FRAGMENTO PARA LEER:
▶

Pero como dijo aquel, benditas sean las ilusiones; porque además el archivo no mata de repente; el proceso de embalsamamiento es largo y progresivo, un proceso de vida. Hacen falta muchas horas archivando y archivándonos para terminar siendo auténticos fantasmas. El destino de algunos pioneros en darle la vuelta al archivo, como Aby Waburg o Walter Benjamin, resulta en este sentido esclarecedor. Estos nombres se convirtieron en los gurús de la enciclopedia cultural y crítica del siglo XX a partir de los años ochenta, cuando la historia se internó en ese bucle de somnolencia programada del que nos despertó la pandemia. Sus trayectorias de vida evidencian los riesgos que tuvieron que asumir al poner el archivo contra el propio archivo, tratando de cazar la historia con su propia trampa. Pero al final los que fueron cazados fueron ellos. Ley de vida.

Warburg consiguió alargar sus actividades recurriendo al poder de supervivencia, como diría Didi-Hubermann, de los fantasmas que habitan los paneles del Atlas Mnemosyne. Desde que salió del hospital siquiátrico en Suiza donde permaneció cinco años, tras el final de la I Guerra Mundial, se le conocía como el regresado de Kreuzlingen. Tras el confinamiento en el hospital se volvió a confinar pero en su propio archivo, una labor infinita de ordenación de imágenes procedentes de todas las épocas y culturas.

También inacabado quedó el archivo de Benjamin, que se vio atrapado entre un mundo que estaba desapareciendo a marchas forzadas, objeto de su archivo, y la maquinaria militar que arrasó Europa durante la II Guerra Mundial. Al final la historia le alcanzó en la penúltima casilla antes de salir para Estados Unidos. A alguien que había dedicado su vida a archivar el pasado y activar las potencias que duermen en él, la zancadilla de la historia no le pilló desprevenido.

El diálogo continuado con los fantasmas termina convirtiendo a uno mismo en otro fantasma más. No se trata de una vocación, son los otros los que hacen de uno un regresado más incapaz de reconocerse en nadie a quien pueda tocar, en nada que no sea una imagen en una pantalla, un objeto o un recuerdo que llegan de otros mundos. La cuestión es cómo hacer de esa presencia fantasmal una potencia de vida, como convertir la muerte en una celebración inesperada, los fantasmas en una multitud capaz de poner patas arriba la aparente normalidad que se había conocido hasta entonces.

◀

DATOS DEL EJERCICIO:
▶

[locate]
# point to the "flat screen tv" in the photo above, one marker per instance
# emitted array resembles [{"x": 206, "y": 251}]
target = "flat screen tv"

◀

CONSIGNA 1: Indica si cada afirmación coincide con el fragmento sobre el archivo y responde sí o no, citando literalmente las palabras del fragmento que lo deciden. (a) Warburg pasó cinco años en un hospital psiquiátrico de Suiza. (b) A Benjamin la zancadilla de la historia lo tomó por sorpresa. (c) El fragmento afirma que el archivo mata de repente.
CONSIGNA 2: Escribe, por favor, cómo sigue el fragmento sobre el archivo a partir de su última oración.
Las líneas no tienen ningún papel en esto.

RESPUESTA FINAL 1:
(a) Sí: «Desde que salió del hospital siquiátrico en Suiza donde permaneció cinco años».
(b) No: «la zancadilla de la historia no le pilló desprevenido».
(c) No: «el archivo no mata de repente».

RESPUESTA FINAL 2:
Un estudio de ergonomía llevado a cabo en grandes archivos de todo el mundo revela el progresivo deterioro de sus usuarios. La Biblioteca Nacional en Madrid formó parte de este estudio por contar con un público constante que la visita con asiduidad como si fuera su segunda casa. La evidencia de los resultados podría haber animado a algunos colectivos de trabajadores públicos a interponer demandas a la Administración por daños y perjuicios.

Porque efectivamente el problema no son los muertos, sino los vivos, y su tendencia compulsiva a morir como víctimas de sus propios virus. Esto es quizá lo que Derrida denominó Mal de archivo en aquella extraordinaria conferencia ofrecida en el seminario de la Société Internationale d’Histoire de la Psychiatrie et de la Psychanalyse en 1994. La búsqueda del padre del archivo desata una trama detectivesca que le lleva a interrogar no solo a Freud, sino al padre de Freud y de la propia cultura judía. Entre análisis y revelaciones uno de los puntos sin resolver es el sentido del título, que fue añadido después. Qué es exactamente el mal de archivo es un interrogante que se mantiene hasta hoy. El mal de archivo no nombraría una cualidad, sino un efecto, los efectos del propio archivo, lo que traducido hoy se podría formular como “Internet huele a muertos”.

Esta frase, difundida como un virus más, fue la última intervención de AC, el punto final de una serie de ejercicios de improbabilidad en los que se ofrecían datos igual de improbables sobre los efectos del uso de internet durante el confinamiento. Luego nunca más se supo. No solo desaparecieron como colectivo y como personas, sino que también se borraron sus huellas, incluido en internet. Si decidieron inmolarse como víctimas de su propio archivo, o alguien los hizo desaparecer; si fue parte de una performance o el final del proyecto por las divisiones internas, no lo sabemos. Los relatos del archivo, como eran estas Historias, tenían que ser también inevitablemente relatos de muertos y fantasmas, de redes y virus, tampas y ficciones.